Arrange the lines below as a numbered list, leaving out any blank lines.
---------- Items
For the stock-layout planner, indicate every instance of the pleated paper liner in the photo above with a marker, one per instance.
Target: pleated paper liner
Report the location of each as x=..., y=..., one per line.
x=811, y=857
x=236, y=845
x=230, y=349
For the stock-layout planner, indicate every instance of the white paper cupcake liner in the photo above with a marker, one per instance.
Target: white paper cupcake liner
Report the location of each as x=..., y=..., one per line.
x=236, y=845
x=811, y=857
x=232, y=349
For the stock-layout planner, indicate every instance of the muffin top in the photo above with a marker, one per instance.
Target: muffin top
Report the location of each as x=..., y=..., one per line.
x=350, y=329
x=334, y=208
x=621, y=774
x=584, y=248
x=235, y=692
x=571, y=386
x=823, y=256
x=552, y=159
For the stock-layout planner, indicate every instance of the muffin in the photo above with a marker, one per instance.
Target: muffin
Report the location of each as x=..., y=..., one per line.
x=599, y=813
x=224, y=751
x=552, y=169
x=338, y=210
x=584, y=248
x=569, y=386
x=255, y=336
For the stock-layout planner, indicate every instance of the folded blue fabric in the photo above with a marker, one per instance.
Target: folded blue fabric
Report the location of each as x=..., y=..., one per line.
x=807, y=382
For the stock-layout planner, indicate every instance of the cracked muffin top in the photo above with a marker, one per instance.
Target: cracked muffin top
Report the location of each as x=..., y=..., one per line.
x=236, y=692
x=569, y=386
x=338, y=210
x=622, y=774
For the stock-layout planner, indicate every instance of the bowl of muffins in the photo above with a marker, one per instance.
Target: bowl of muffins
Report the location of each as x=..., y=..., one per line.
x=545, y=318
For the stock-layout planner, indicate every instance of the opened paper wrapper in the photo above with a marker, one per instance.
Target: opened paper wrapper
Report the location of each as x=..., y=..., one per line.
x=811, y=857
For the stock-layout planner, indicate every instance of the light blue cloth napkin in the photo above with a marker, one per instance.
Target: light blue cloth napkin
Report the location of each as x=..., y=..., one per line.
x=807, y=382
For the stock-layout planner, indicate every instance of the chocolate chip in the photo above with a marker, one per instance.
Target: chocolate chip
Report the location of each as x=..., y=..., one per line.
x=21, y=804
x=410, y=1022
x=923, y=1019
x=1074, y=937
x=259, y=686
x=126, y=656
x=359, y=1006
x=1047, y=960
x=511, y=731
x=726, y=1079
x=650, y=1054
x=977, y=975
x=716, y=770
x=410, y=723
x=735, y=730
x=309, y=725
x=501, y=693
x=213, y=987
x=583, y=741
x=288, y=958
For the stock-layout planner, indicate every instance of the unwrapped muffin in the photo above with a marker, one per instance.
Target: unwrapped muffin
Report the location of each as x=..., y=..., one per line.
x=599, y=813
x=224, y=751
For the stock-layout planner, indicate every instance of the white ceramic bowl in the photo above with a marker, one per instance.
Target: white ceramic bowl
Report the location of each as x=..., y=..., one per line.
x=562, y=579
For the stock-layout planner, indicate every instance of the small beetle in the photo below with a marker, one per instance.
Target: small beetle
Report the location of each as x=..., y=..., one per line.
--------------------
## Task answer:
1. For the stock-layout planner, indicate every instance of the pleated paper liner in the photo above with a marker, one per instance.
2. Target: pleated paper liner
3. Report the location of each as x=..., y=..., one per line.
4. x=811, y=857
5. x=236, y=845
6. x=230, y=349
7. For the stock-layout planner, indicate every instance of the white paper cupcake liner in the photo above with a marker, one per instance.
8. Target: white paper cupcake liner
9. Report the location of each as x=..., y=..., one per line.
10. x=236, y=845
11. x=811, y=857
12. x=232, y=349
13. For the stock-layout planner, indicate every instance of the muffin top in the photo above with a marker, one per instance.
14. Target: muffin top
15. Report the location of each as x=..., y=..., one per line.
16. x=350, y=329
17. x=334, y=208
18. x=621, y=774
19. x=584, y=248
20. x=235, y=692
21. x=571, y=386
22. x=823, y=256
23. x=552, y=159
24. For the stock-layout planner, indicate every instance of the muffin in the photo above with a marker, one per instance.
25. Target: muffin
26. Report the location of each as x=..., y=..., one per line.
27. x=599, y=813
28. x=224, y=751
29. x=552, y=169
30. x=338, y=210
31. x=584, y=248
32. x=569, y=386
33. x=255, y=336
34. For the stock-layout planner, indicate every instance of the folded blue fabric in the photo above with a marker, one per instance.
35. Target: folded blue fabric
36. Report the location of each as x=..., y=..., one per line.
37. x=807, y=382
38. For the stock-layout planner, indicate every instance of the cracked muffin top in the photo above with a marker, one per instance.
39. Target: cracked muffin top
40. Report the location of each as x=..., y=..., one per line.
41. x=236, y=692
42. x=569, y=386
43. x=338, y=210
44. x=622, y=774
45. For the stock-layout planner, indicate every instance of the bowl of muffins in the photo above with a marker, one per instance.
46. Target: bowl of muffins
47. Report the location of each as x=..., y=..., one per line.
48. x=545, y=318
49. For the stock-layout planner, indicate every instance of the opened paper wrapper in the photo above with a marker, one per instance.
50. Target: opened paper wrapper
51. Report the location of each as x=..., y=..., one per line.
52. x=811, y=857
53. For the stock-layout planner, indicate every instance of the light blue cloth napkin in the photo above with a marker, one per instance.
54. Target: light blue cloth napkin
55. Report the location of each as x=..., y=..., one per line.
56. x=807, y=382
57. For the stock-layout planner, indicate every instance of the chocolate chip in the photo above with a marker, one per instance.
58. Target: chocolate chip
59. Report the location of each as x=..., y=..., one per line.
60. x=21, y=804
61. x=410, y=1022
62. x=923, y=1019
63. x=1074, y=937
64. x=259, y=686
65. x=126, y=656
66. x=359, y=1006
67. x=1047, y=960
68. x=511, y=731
69. x=726, y=1079
70. x=650, y=1054
71. x=977, y=975
72. x=716, y=770
73. x=410, y=723
74. x=735, y=730
75. x=309, y=725
76. x=501, y=693
77. x=213, y=987
78. x=583, y=741
79. x=288, y=958
80. For the stock-layout planner, indicate every instance of the unwrapped muffin in the photo above with a marker, one per instance.
81. Target: unwrapped muffin
82. Report the location of each as x=..., y=..., one per line.
83. x=599, y=813
84. x=224, y=751
85. For the stock-layout planner, indicate every instance of the white ceramic bowl in the photo above with a marker, one per instance.
86. Target: white ceramic bowl
87. Report the location of each as x=..., y=..., one per line.
88. x=562, y=579
89. For the stock-layout planner, indicate every instance of the small beetle in the photo below with a marker, one per instance.
90. Target: small beetle
91. Report the location of each as x=..., y=..., one per line.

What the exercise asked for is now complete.